TASK DETAILS: Please scale the rows starting at the one that contains "Point out every instance of the glass" and stopping after the one that contains "Point out every instance of the silver": keep every request as it is, and multiply each coordinate in the answers by 2.5, rounding to whole numbers with halves going up. Return only those rows.

RECORD LIST:
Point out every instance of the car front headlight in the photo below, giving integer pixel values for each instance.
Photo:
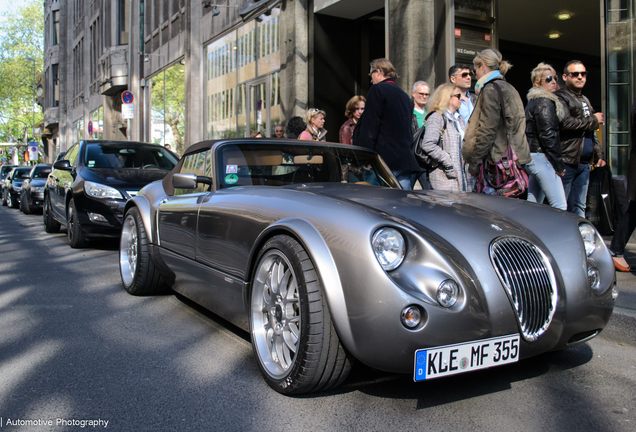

...

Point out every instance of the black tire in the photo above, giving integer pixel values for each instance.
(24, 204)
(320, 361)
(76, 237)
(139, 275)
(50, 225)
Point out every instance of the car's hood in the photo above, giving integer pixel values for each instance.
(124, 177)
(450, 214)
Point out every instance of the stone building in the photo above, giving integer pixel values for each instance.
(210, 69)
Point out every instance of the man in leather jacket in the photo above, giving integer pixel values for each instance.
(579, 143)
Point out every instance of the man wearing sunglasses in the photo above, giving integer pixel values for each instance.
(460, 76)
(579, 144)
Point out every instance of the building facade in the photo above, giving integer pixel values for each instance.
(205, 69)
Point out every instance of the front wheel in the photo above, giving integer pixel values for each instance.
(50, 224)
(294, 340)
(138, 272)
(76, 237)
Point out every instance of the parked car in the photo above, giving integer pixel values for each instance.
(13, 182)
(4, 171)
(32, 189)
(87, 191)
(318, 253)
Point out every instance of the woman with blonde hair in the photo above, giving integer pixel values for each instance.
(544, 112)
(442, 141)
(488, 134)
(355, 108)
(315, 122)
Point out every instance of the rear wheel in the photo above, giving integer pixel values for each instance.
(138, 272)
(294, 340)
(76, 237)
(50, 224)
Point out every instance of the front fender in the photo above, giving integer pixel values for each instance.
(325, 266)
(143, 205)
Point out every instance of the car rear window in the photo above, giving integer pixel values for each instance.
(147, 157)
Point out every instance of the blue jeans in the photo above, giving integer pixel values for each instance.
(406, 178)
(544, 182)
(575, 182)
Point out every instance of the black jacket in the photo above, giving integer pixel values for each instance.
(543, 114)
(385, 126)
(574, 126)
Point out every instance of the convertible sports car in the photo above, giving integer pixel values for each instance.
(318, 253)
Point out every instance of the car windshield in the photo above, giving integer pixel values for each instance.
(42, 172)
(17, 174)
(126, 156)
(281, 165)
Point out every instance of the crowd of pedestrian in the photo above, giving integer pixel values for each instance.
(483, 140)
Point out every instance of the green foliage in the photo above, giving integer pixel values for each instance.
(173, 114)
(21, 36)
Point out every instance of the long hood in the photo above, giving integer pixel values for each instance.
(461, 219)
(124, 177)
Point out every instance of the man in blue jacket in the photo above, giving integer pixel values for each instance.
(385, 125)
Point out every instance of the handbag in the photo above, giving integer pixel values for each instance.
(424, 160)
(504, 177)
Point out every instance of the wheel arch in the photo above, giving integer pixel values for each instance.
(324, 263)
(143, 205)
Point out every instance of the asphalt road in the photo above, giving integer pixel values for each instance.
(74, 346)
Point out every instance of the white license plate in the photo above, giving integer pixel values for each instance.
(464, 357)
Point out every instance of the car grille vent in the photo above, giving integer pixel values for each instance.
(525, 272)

...

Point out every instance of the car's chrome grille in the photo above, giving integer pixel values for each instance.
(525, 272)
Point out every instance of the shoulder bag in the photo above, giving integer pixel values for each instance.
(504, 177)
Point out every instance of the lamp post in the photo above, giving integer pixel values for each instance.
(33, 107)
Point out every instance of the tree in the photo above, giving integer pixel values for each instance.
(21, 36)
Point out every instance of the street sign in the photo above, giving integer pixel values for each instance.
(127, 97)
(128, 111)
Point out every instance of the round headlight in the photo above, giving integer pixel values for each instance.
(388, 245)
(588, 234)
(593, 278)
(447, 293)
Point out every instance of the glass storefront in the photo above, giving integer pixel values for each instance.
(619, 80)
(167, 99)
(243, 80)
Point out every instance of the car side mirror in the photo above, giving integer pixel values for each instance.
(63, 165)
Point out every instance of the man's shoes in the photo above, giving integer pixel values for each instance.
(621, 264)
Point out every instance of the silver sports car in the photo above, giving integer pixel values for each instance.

RESPONSE:
Point out every instance of the glass storefront in the photo above, giving integer pixel values for each instance.
(1548, 200)
(418, 248)
(608, 200)
Point out every instance of the car side mirror in the photo above, giving integer pixel values for each instance.
(158, 413)
Point out every instance of the man's shoes in the photo above, giving integer pixel values for each instance.
(1553, 660)
Point out every instance of the silver sports car in the photo above, giving integer pixel values for each instance.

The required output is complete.